### What to do
Leaving out the pictures, copy each record below exactly.

### Source material
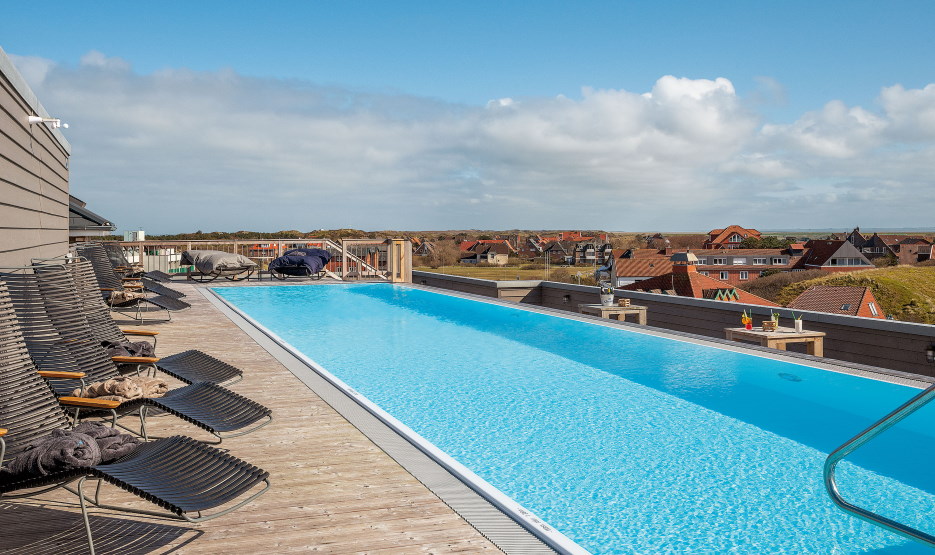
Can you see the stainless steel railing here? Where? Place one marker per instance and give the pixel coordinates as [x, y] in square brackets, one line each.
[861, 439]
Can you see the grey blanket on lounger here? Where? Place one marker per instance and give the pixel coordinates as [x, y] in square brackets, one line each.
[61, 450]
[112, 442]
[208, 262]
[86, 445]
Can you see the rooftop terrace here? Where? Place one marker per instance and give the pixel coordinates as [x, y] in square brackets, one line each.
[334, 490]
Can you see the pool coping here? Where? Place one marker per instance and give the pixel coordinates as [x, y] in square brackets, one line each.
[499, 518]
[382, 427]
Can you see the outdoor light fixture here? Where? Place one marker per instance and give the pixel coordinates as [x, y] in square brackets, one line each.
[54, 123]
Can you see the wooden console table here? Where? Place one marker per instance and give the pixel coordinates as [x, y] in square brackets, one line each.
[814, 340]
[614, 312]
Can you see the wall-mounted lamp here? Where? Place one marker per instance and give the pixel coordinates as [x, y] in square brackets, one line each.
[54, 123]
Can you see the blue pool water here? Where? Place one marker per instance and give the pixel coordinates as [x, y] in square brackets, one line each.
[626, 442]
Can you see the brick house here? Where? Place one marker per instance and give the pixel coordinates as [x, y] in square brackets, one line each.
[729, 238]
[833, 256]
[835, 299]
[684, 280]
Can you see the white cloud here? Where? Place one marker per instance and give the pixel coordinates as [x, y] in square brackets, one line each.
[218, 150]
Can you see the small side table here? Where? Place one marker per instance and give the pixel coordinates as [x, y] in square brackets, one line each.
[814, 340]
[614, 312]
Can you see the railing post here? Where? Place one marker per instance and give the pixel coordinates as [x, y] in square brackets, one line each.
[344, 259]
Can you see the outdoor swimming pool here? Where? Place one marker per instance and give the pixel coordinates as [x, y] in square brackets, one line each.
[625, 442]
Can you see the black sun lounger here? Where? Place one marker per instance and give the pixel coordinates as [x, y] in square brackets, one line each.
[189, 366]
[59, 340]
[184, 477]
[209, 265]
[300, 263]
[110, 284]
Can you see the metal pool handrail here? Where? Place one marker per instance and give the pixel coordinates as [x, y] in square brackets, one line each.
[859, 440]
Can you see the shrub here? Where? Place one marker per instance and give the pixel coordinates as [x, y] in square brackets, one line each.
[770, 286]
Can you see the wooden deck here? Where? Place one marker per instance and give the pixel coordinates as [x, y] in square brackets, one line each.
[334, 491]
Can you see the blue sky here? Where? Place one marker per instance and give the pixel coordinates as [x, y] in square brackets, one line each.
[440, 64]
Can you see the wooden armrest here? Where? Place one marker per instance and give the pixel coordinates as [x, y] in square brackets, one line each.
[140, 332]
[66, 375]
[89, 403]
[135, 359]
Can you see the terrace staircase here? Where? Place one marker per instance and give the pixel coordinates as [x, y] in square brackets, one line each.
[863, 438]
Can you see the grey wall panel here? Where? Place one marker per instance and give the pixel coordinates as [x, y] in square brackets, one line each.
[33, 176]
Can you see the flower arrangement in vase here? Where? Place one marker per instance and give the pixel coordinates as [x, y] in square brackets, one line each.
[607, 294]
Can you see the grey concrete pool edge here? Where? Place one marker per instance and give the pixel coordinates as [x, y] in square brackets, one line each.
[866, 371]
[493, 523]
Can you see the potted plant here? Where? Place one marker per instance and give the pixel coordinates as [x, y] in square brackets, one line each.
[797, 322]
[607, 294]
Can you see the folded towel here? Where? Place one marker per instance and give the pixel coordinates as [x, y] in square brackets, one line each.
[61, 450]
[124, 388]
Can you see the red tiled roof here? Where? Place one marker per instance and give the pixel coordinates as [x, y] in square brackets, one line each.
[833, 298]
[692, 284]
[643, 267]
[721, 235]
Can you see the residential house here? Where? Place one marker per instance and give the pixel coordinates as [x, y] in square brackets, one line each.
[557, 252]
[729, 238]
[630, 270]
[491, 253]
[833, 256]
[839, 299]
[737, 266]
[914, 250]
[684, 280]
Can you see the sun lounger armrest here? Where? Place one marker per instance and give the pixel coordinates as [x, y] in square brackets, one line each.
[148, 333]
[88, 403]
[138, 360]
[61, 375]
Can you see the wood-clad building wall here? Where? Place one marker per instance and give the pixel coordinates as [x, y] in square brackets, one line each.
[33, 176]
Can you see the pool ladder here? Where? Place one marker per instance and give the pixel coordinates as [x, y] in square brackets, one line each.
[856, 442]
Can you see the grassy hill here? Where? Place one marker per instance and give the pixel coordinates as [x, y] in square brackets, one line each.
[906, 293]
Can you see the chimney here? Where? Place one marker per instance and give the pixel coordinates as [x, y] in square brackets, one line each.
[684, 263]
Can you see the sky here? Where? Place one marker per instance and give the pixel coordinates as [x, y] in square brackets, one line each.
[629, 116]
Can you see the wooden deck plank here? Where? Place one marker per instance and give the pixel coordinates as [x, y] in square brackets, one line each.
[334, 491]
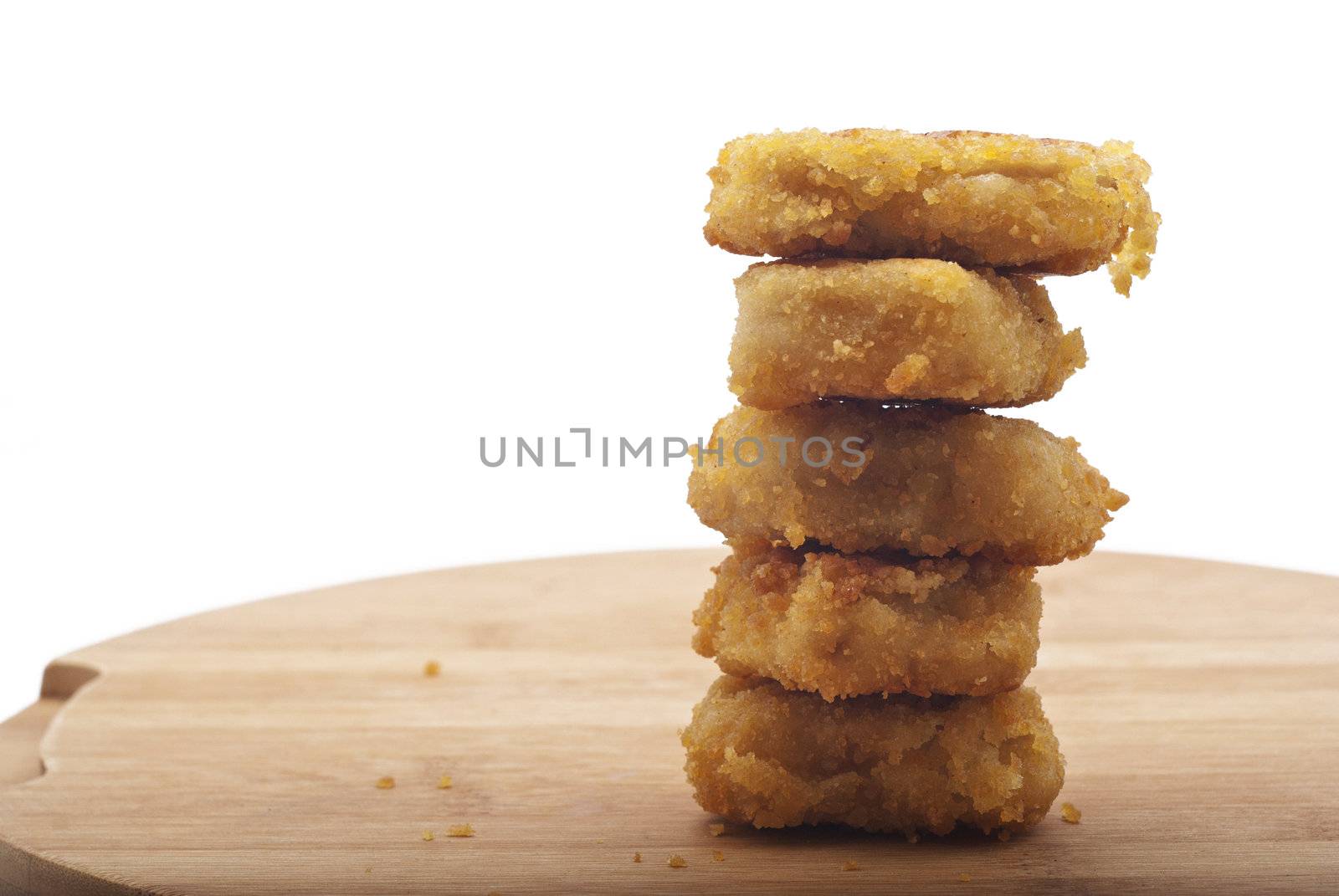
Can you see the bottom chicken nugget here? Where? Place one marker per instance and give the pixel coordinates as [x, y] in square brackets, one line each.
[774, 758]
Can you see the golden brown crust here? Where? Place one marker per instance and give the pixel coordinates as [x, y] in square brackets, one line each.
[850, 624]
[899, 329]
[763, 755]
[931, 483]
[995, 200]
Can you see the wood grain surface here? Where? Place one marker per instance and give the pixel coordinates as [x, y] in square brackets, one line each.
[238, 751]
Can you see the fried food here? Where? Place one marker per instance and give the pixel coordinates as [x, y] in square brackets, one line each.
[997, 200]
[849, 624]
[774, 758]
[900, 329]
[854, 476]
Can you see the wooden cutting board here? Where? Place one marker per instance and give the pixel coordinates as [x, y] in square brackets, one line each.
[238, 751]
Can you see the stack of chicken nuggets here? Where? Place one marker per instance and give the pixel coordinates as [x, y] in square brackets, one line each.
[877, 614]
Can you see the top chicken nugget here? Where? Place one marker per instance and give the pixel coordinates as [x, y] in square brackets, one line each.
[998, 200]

### Response to the task
Can you see the stainless steel railing here? Where? Place one marker per instance and give the pixel coordinates as [x, y] in square brackets, one line each.
[861, 439]
Can you see the grey blanket on lounger here? Where? Place one marker per instance and give the pixel coordinates as [x, y] in square brackets, one line each.
[61, 450]
[112, 442]
[208, 262]
[86, 445]
Can you see the rooftop terrace here? Where? Place one marker per instance and give the pixel coordinates as [x, y] in square brackets, one line each.
[334, 490]
Can you see the pool coping here? Where? Place one marker per instance and give the pixel coordinates as [x, y] in square brackets, one line each.
[499, 518]
[382, 427]
Can you see the outdoor light fixture here? Where? Place one marker per instance and give the pixel coordinates as [x, y] in square brackets, one line each.
[54, 123]
Can you see the wooden console table here? Where? Place one marker per instance and give the pixel coordinates as [x, y] in square brackets, one line each.
[814, 340]
[614, 312]
Can you see the wall-mounted lamp here? Where? Place one marker per instance and give the pixel coordinates as [x, y] in square brackets, one line each.
[54, 123]
Can you see the blue pool water here? Where? Place one marker per instance and give the pixel coordinates as [x, y] in square brackets, one line each.
[626, 442]
Can you see the brick house here? Where? Place one marker per instance and give the pixel coordinates as [x, y] in square brackets, one line each.
[729, 238]
[833, 256]
[835, 299]
[684, 280]
Can you see the white cloud here? Where? Place one marker per instance and give the pixel coordinates as [x, y] in square brackets, one line each.
[218, 150]
Can you see the small side table here? Where? Place one marker per instance and give the pixel coordinates as [x, y] in square brackets, one line each.
[814, 340]
[614, 312]
Can you see the railing post here? Where? Place one marker per instance and give the pixel coordinates as [x, y] in square brackets, one line each.
[344, 259]
Can you see the outdoor swimming pool here? Where? Place one marker per instance and give the pixel coordinates as [x, y] in square brackets, one line each.
[625, 442]
Can you see the black sun lounger here? Where? Place one marker per instance and give the pixel coordinates as [x, y] in square brackets, one line each.
[189, 366]
[59, 340]
[184, 477]
[209, 265]
[300, 263]
[110, 284]
Can you see the metal pool handrail here? Where? Place one marker per instance and give the pixel coordinates as [x, y] in square brackets, one line each.
[859, 440]
Can you see the shrub here? Where? Place one marker per instance and give the pixel coordinates as [x, y] in square brackets, one line each.
[770, 286]
Can you see the wooden deck here? Where? Place one marker per instance and give the pixel coordinates as [x, y] in square brackets, one line each.
[334, 491]
Can you see the blue sky here? Where? Place one marker per instance and give the pixel coordinates as [x, y] in square brackets, one line each.
[440, 64]
Can you see the wooden armrest here? Where? Place one marker per instance and give the pixel coordinates as [x, y] in square brackets, one line each.
[140, 332]
[66, 375]
[89, 403]
[135, 359]
Can you see the terrace staircase here? Where? Place one marker per instance and give the pixel coordinates as [x, y] in square brackets, one line each.
[863, 438]
Can you see the grey wall panel here? Where? Place one marker per instance and give the pixel coordinates as [x, y] in square brackets, one line each.
[33, 176]
Can you see the flower arrangement in vase here? Where? Place one marker per instance and give the pixel coordinates as [x, y] in square brackets, one line each.
[607, 294]
Can you see the grey concrete pool edge here? Where? Place one marker per instance and give the pixel coordinates as [x, y] in square brackets, one line each.
[866, 371]
[493, 523]
Can you see the potted plant here? Where? Place one marker per instance and give the pixel coordinates as [x, y] in square brackets, one line each.
[797, 322]
[607, 294]
Can you see the folded towel here? Where? Place one marker per instance and give the pixel coordinates as [x, y] in square brackets, one line each.
[61, 450]
[124, 388]
Can you see the red tiled roof here? Where? Place one marker per instance and give the pixel coordinates as [x, y] in square brackets, one line each.
[833, 298]
[692, 284]
[643, 267]
[721, 235]
Can you see the residential house here? Where? Place one marker per instance and give the pixel coordinates as [x, y] in square brackets, one line each.
[557, 252]
[729, 238]
[630, 270]
[491, 253]
[833, 256]
[839, 299]
[737, 266]
[914, 250]
[684, 280]
Can you see the sun lounger armrest here? Where? Place one marker per instance and give the pixel coordinates as [x, y] in square brackets, one line each.
[148, 333]
[88, 403]
[138, 360]
[61, 375]
Can you see the wood-clad building wall here? Where? Place one marker per instance and give the pixel coordinates as [x, y] in square brackets, one line each.
[33, 176]
Can you see the pool ladder here? Where? Place one marker per instance and give the pixel coordinates as [x, y] in square brackets, one line each.
[856, 442]
Can you see the grassy hill here? Where? Place one marker per instance and give the pixel coordinates as [x, y] in square brackets, one line each.
[906, 293]
Can you see the chimney here? Where? Place one marker per instance and give the pixel coordinates as [x, y] in square brackets, one line each.
[684, 263]
Can you see the sky here? Where? Place one marker per instance and give the pixel coordinates as [x, y] in square brackets, one line each.
[629, 116]
Can you see the wooden deck plank here? Where? Place one marker per instance and give the pixel coordinates as [x, y] in square brackets, one line each.
[334, 491]
Can you see the bottom chicken nugget here? Where? Place one marker per instance and give the pixel coordinates as [x, y] in square brackets, one line each.
[774, 758]
Can you see the golden brown crust here? Where? Place one marker per instance and give the pixel coordinates as [x, y] in square brackets, one line each.
[850, 624]
[899, 329]
[763, 755]
[931, 483]
[995, 200]
Can you see the wood grain surface here? Where? Place one marker per instance and give the pixel coordinates as [x, y] in square brackets, one line each.
[238, 751]
Can you see the fried food here? Where? Place one marker per instance and give the pixel coordinates as [x, y] in square brackets, one line each.
[997, 200]
[849, 624]
[774, 758]
[900, 329]
[854, 476]
Can you see the wooden cutting board here? Where? Place one marker per instance and give the pixel coordinates as [x, y] in square brackets, one line each.
[238, 751]
Can you see the stack of chicken nuggets here? Where? Place one marker per instance and give the pixel coordinates as [x, y] in square brackets, one line each.
[877, 614]
Can you see the top chicken nugget here? Where? Place one marker per instance and give the pixel coordinates as [x, y] in square brackets, one line each.
[998, 200]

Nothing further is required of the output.